Source document —
══════════════════════════════
Otto von Bismarck, the 19th-century Chancellor of Germany, tried and failed to bring the Catholic Church to heel. He would have been delighted to see its state today. With pews emptying at a great rate, and few priestly vocations, the fact that the Church remains one of the largest employers could only prove that it had become the servant of state that he hoped it would be. Yet perhaps Bismarck might want to know: How have others achieved what I failed to bring about? At least part of the answer comes from within the German Church.
Theologically, Germany has been ground zero for centuries: just think of Albert the Great mentoring St Thomas Aquinas, or the Jesuit-led Counter-Reformation which answered Luther’s schismatic dissent. But German theology has never quite recovered from its greatest challenge: Enlightenment rationalism and the attempts to overcome it through Hegelian dialectic. Even today, Hegel’s influence dominates German theology.
The Hegelian view of God’s involvement in the unfolding of history as Geist (Spirit) is at root a Christian heresy, reminiscent of the spiritualism of the 12th-century theologian Joachim de Fiore. For the Hegelian, God suffers with, and changes, precisely through the sin and suffering of his creatures, dialectically pouring out his love and mercy through the progress of history.
══════════════════════════════
Data listing —
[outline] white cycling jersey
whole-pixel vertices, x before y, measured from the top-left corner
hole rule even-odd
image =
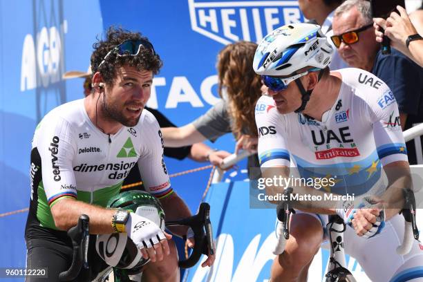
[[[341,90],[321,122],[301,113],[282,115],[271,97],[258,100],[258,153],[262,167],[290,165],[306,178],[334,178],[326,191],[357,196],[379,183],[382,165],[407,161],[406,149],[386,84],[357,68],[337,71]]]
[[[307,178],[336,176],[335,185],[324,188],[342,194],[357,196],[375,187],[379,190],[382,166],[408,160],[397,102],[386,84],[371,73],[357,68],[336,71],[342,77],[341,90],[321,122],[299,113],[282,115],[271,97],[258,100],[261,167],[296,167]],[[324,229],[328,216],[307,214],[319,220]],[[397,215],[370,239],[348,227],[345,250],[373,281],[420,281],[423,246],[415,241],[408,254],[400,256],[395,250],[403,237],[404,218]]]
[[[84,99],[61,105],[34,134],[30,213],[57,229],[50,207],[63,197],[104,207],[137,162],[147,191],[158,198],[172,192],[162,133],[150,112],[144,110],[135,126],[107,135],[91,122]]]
══════════════════════════════
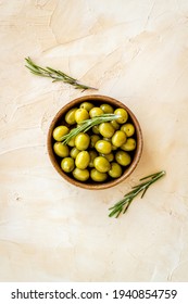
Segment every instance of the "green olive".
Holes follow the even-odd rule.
══════════════════════════════
List of tasks —
a. Using the article on the German Church, decide whether each statement below agrees with it: (i) Bismarck succeeded in bringing the Catholic Church under his control; (ii) Albert the Great mentored St Thomas Aquinas; (iii) Hegel's influence on German theology has faded. Answer yes or no for each and quote the deciding words.
b. Rewrite the paragraph of the article on the German Church that begins "Theologically, Germany has been ground zero" in shorter form, keeping its main facts.

Solutions —
a.
(i) No: "tried and failed to bring the Catholic Church to heel"
(ii) Yes: "Albert the Great mentoring St Thomas Aquinas"
(iii) No: "Even today, Hegel’s influence dominates German theology."

b. Germany has long been central to theology, from Albert the Great mentoring St Thomas Aquinas to the Jesuit-led Counter-Reformation that answered Luther. Yet German theology never fully recovered from Enlightenment rationalism and the Hegelian attempt to overcome it, and Hegel's influence still dominates it today.